---------- AVAILABLE DATA

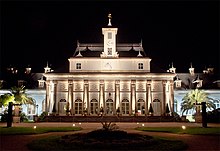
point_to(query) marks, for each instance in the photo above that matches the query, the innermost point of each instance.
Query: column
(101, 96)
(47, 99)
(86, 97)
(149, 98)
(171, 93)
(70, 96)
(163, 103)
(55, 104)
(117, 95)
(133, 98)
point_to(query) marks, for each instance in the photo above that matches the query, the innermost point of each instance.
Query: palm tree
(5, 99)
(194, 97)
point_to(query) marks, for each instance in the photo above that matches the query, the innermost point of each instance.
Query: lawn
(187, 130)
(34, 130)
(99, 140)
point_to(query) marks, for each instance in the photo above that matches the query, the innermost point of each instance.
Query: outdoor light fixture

--------------------
---------- AVAILABLE DATA

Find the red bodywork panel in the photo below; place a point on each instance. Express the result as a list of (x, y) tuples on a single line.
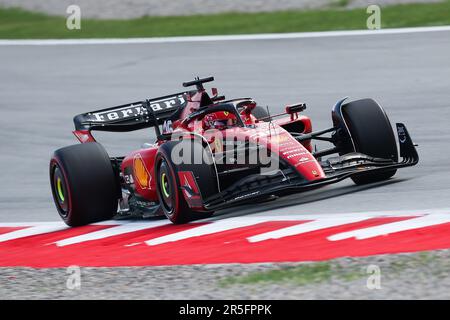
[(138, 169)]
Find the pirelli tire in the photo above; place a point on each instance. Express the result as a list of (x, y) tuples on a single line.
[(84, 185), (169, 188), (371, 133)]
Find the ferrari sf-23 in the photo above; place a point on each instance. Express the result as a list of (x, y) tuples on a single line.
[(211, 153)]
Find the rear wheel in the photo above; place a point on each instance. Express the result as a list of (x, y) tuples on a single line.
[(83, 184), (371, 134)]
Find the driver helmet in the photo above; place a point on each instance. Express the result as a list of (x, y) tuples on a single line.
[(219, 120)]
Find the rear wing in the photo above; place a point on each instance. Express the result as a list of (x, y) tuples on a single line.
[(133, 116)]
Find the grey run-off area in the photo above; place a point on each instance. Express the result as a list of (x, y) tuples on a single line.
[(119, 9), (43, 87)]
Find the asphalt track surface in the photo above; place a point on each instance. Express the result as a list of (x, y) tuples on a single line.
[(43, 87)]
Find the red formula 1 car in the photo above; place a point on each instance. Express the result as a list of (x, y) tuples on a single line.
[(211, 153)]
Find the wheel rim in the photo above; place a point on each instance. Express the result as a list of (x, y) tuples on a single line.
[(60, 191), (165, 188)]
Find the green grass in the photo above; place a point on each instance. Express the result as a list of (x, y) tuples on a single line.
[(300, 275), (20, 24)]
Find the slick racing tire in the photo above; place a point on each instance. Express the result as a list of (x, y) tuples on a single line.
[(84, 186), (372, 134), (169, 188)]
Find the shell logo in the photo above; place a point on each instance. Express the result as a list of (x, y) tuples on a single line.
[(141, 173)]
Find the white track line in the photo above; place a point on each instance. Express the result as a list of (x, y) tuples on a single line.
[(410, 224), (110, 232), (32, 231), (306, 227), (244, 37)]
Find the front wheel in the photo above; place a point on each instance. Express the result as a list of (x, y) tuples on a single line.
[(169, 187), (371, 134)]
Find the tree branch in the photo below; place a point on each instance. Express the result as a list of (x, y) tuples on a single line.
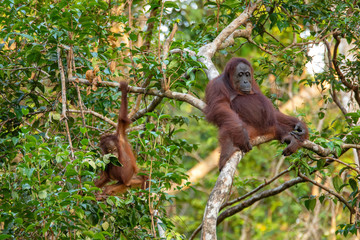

--------------------

__WORK TO COMPLETE__. Convert the part that opens with the line containing "Find the rear wing" and closes with the line containing "[(60, 191), (165, 188)]" into a Markdown table with the columns Row and Line text. Give each line its own numbered row, and leave out any blank lines.

__RESULT FOR THIS EXERCISE__.
| Row | Line text |
|---|---|
| 1 | Find the rear wing in the photo above; place a point on each instance. Express the result as a list of (x, y) tuples on a single line. |
| 2 | [(133, 116)] |
| 3 | Find the grey run-off area in the photo above; place a point on each instance. Express the result as a list of (x, y) tuples on a single line. |
| 4 | [(119, 9), (43, 87)] |
| 5 | Find the asphalt track surface in the photo above; place a point on each instance. Express the result as a list of (x, y) tuples on a single line. |
| 6 | [(43, 87)] |
| 7 | Find the red formula 1 car in the photo above; place a point on each instance. Express the result as a list of (x, y) tuples on a single line. |
| 8 | [(211, 153)] |
| 9 | Find the wheel rim in the photo above; place a point on each instance. Express the result as a list of (x, y) tuples on a single line. |
| 10 | [(60, 191), (165, 188)] |